++++ Material to process ++++

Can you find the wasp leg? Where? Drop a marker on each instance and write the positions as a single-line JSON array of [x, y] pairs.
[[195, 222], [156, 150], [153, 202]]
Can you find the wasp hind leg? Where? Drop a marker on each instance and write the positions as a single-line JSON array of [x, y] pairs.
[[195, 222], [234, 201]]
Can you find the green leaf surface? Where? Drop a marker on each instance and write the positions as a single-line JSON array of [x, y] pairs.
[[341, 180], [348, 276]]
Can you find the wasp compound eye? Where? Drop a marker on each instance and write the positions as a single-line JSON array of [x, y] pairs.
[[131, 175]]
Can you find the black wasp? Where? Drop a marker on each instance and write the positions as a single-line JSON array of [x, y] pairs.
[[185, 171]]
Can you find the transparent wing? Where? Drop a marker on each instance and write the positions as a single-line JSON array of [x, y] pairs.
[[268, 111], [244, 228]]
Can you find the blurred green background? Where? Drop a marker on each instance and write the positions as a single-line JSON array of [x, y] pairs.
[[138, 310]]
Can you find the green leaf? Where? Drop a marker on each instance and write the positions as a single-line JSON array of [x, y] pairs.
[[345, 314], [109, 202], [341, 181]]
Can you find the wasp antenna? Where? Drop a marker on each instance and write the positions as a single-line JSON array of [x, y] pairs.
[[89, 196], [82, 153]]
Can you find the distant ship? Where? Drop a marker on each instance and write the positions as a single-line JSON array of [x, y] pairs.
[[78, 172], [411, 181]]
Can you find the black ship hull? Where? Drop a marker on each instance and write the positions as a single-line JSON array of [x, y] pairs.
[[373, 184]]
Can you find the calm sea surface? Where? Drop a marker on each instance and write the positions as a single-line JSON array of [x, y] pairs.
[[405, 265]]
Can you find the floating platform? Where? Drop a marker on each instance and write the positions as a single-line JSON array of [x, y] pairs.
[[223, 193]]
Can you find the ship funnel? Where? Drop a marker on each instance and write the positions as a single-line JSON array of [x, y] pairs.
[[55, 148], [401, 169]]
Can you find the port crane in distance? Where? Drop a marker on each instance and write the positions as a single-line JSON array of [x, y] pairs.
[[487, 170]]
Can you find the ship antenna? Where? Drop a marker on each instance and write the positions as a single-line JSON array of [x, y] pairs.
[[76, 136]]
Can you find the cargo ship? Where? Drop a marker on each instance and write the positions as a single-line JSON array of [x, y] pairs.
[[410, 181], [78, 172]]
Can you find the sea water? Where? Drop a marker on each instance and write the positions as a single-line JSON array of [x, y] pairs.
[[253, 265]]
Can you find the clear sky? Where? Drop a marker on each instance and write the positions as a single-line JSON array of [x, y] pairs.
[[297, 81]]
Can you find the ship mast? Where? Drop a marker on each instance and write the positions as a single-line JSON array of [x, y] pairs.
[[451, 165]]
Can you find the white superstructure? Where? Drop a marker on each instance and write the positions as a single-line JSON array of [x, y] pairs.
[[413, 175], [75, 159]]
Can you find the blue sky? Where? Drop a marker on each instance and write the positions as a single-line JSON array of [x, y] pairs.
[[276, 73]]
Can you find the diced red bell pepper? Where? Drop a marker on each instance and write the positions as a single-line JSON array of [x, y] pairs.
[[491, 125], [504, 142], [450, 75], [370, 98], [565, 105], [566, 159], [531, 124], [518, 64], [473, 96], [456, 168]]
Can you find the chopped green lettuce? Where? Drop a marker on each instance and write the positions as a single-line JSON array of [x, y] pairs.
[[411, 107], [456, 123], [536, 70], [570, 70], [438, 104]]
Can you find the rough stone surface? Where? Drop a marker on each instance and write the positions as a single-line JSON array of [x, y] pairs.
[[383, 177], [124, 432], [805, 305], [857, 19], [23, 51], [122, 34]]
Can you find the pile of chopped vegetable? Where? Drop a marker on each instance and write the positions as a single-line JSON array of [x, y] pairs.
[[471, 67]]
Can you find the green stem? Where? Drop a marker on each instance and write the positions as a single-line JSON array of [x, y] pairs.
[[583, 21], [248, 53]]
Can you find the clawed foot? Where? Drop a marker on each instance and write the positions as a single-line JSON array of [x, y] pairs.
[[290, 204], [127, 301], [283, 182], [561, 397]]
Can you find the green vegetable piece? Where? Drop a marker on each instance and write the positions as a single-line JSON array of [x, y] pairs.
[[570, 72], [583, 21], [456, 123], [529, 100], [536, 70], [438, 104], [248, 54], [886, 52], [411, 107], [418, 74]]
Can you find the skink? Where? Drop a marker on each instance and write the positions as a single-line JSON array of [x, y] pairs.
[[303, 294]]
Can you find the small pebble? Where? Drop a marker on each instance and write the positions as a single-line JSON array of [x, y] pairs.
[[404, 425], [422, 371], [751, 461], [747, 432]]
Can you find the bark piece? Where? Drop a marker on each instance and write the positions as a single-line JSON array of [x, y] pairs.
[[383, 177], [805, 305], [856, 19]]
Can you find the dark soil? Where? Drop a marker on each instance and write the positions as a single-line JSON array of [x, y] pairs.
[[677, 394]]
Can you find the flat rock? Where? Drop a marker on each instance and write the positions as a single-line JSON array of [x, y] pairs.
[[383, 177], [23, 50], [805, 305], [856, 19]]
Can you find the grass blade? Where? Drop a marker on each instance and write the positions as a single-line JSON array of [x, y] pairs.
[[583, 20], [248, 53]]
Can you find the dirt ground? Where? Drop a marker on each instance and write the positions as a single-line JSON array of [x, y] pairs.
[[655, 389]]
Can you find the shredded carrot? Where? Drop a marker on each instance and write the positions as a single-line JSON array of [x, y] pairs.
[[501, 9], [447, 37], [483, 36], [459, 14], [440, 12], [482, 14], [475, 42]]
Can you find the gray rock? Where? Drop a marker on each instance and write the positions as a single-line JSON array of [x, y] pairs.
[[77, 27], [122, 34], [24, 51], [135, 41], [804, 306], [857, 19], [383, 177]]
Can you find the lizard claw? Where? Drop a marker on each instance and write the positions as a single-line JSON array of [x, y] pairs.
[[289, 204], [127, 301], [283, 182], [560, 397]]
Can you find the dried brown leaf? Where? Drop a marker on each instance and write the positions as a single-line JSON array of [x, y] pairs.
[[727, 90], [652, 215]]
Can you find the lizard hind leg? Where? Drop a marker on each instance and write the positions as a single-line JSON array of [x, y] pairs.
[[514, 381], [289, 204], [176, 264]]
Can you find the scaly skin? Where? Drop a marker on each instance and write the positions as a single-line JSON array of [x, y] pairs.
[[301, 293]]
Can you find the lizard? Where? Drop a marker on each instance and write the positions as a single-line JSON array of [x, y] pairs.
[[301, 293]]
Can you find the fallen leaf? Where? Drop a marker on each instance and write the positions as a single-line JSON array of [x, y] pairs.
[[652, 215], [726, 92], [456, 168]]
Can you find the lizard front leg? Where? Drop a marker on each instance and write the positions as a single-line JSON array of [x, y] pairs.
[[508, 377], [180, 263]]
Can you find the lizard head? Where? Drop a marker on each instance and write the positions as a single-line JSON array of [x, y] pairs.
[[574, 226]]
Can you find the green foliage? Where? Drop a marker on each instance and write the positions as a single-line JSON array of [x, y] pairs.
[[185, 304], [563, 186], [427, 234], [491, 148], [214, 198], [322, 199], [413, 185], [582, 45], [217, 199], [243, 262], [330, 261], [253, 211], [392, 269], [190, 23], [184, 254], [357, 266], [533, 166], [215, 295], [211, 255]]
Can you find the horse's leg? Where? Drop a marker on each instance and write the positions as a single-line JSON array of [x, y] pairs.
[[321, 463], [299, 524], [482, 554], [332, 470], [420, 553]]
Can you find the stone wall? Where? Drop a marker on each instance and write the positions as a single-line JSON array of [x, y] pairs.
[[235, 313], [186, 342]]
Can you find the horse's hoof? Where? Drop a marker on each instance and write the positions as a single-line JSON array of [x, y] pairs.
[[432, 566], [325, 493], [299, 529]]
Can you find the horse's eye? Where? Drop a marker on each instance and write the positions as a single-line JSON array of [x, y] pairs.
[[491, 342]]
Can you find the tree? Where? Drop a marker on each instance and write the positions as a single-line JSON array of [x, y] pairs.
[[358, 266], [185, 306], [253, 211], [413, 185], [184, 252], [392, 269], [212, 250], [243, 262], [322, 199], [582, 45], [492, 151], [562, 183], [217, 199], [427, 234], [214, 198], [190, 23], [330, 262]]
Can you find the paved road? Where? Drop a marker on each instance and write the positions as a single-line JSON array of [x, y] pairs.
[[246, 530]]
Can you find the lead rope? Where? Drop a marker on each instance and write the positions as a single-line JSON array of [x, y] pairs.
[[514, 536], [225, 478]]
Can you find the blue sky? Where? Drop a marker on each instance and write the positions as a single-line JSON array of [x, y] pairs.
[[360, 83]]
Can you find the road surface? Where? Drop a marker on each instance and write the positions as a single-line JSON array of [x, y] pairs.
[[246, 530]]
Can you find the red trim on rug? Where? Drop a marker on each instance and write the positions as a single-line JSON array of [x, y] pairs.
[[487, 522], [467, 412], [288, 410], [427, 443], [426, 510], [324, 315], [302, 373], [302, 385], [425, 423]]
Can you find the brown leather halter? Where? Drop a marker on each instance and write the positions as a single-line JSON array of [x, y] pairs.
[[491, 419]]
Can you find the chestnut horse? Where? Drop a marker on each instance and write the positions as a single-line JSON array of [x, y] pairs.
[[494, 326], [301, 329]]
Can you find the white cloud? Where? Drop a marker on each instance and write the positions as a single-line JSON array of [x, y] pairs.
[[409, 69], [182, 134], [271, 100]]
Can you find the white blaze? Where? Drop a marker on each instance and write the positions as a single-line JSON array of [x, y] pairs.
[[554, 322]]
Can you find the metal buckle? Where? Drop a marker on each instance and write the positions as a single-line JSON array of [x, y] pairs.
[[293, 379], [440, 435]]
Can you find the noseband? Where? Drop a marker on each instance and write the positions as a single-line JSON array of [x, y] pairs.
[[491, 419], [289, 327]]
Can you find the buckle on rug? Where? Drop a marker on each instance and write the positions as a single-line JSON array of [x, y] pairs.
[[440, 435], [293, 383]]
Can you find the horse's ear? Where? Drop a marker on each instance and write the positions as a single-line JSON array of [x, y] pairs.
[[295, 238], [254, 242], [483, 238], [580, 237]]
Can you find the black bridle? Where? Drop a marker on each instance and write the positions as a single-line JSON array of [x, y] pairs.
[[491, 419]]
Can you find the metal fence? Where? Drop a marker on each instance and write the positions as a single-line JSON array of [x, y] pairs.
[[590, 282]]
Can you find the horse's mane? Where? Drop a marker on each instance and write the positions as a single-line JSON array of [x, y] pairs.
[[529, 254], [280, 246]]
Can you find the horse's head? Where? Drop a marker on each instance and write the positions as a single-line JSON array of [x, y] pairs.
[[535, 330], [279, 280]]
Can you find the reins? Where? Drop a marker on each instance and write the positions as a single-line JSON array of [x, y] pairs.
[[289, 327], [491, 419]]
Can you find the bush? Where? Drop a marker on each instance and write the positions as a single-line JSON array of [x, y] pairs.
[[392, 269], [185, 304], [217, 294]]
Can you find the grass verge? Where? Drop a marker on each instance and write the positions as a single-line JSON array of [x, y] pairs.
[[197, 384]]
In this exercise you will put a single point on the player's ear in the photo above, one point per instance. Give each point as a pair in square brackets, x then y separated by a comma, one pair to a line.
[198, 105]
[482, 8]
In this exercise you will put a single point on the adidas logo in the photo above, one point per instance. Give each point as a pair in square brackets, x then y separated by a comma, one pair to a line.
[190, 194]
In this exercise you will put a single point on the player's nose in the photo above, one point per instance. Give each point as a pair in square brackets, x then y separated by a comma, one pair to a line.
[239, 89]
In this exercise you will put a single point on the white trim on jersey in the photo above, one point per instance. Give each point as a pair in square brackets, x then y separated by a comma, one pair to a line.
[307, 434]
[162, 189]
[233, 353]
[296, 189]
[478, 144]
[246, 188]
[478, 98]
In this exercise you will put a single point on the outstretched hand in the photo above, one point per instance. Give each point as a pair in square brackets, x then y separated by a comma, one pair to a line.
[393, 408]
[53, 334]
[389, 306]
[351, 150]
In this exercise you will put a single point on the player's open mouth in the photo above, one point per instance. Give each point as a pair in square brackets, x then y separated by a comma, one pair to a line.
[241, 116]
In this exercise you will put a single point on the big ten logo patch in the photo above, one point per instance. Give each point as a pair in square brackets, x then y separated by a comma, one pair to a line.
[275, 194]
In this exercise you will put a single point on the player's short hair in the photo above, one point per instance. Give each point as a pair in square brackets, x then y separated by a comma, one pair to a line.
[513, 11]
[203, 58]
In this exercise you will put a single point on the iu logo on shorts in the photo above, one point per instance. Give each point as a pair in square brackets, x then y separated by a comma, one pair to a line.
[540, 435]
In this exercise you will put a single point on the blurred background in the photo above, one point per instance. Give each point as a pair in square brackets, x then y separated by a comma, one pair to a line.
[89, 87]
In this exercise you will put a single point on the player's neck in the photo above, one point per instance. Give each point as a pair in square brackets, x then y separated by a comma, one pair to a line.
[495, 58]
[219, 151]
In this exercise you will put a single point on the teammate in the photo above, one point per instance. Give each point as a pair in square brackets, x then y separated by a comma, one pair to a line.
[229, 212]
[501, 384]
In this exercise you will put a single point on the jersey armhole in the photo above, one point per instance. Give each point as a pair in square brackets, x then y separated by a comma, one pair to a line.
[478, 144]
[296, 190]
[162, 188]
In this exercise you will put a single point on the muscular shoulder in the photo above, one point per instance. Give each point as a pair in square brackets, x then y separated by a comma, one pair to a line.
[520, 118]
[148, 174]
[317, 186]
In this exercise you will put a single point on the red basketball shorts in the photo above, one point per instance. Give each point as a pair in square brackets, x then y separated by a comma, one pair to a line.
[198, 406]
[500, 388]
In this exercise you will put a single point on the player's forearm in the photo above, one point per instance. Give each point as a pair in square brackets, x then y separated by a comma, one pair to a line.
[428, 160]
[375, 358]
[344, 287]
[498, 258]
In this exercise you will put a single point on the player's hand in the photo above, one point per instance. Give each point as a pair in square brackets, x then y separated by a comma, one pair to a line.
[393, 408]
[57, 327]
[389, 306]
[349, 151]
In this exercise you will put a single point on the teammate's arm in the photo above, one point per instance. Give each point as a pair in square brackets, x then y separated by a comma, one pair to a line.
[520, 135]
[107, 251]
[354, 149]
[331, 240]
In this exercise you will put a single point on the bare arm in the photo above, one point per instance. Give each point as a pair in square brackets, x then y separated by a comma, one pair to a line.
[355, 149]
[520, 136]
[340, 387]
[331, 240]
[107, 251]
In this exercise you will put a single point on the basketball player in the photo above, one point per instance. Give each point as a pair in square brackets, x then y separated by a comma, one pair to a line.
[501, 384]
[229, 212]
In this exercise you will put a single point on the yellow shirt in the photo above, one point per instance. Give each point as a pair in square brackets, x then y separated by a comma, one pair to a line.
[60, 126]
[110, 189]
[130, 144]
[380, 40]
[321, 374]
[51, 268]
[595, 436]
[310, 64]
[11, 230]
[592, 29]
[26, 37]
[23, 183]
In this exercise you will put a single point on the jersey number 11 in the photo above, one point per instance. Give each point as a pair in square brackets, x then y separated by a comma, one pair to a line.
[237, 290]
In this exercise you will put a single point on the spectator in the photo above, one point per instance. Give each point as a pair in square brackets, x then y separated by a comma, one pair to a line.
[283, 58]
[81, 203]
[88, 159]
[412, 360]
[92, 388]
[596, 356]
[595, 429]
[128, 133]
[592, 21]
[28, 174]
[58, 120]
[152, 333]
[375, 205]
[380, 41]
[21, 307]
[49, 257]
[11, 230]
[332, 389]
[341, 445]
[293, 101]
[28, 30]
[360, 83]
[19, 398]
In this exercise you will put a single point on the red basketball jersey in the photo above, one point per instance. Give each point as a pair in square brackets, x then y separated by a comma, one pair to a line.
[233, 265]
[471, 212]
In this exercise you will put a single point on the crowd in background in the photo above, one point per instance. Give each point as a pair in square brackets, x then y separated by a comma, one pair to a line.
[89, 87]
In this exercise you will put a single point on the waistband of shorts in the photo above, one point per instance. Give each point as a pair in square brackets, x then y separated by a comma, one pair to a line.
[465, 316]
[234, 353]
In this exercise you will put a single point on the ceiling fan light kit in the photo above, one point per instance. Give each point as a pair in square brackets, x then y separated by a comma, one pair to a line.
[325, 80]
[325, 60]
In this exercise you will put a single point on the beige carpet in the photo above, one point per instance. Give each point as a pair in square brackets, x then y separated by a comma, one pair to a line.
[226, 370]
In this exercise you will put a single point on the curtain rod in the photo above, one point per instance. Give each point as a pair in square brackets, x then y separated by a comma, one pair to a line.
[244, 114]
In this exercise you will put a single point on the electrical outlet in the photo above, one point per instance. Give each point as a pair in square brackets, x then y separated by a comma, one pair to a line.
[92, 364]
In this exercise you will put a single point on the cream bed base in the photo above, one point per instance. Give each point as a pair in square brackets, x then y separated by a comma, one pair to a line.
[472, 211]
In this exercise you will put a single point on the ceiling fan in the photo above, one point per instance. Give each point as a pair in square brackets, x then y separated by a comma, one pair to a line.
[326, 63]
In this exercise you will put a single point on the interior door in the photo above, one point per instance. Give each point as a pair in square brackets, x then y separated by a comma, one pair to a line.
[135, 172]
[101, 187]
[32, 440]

++++

**Task description**
Transcribe exactly the lines from the one containing "on the curtain" through the end of the records, both included, and nothing else.

**Output of the task**
In this exercise you will put a single point on the curtain rod in the photo above, one point per instance. Give each point as a pair in square brackets, x then y separated by a comma, one pair to a line.
[244, 114]
In this exercise you will put a single point on the electrical outlet in the photo above, one point per instance. Give each point as a pair in square brackets, x then y separated by a comma, one pair to a line.
[92, 364]
In this exercise you will put a single point on the cream bed base in the photo above, one point per instance. Give each point as a pair in square brackets, x then y separated by a comma, one pair to a line.
[472, 211]
In this exercise you will put a single point on the ceiling fan in the photo above, one point per instance. Give each point as a pair in square brackets, x then y separated by a comma, one pair to a line.
[326, 63]
In this exercise you will put a single point on the interior door in the photo above, one point per instance. Give each point as a pair in square brackets, x then y separated by a comma, one pair to a line.
[135, 172]
[101, 187]
[32, 440]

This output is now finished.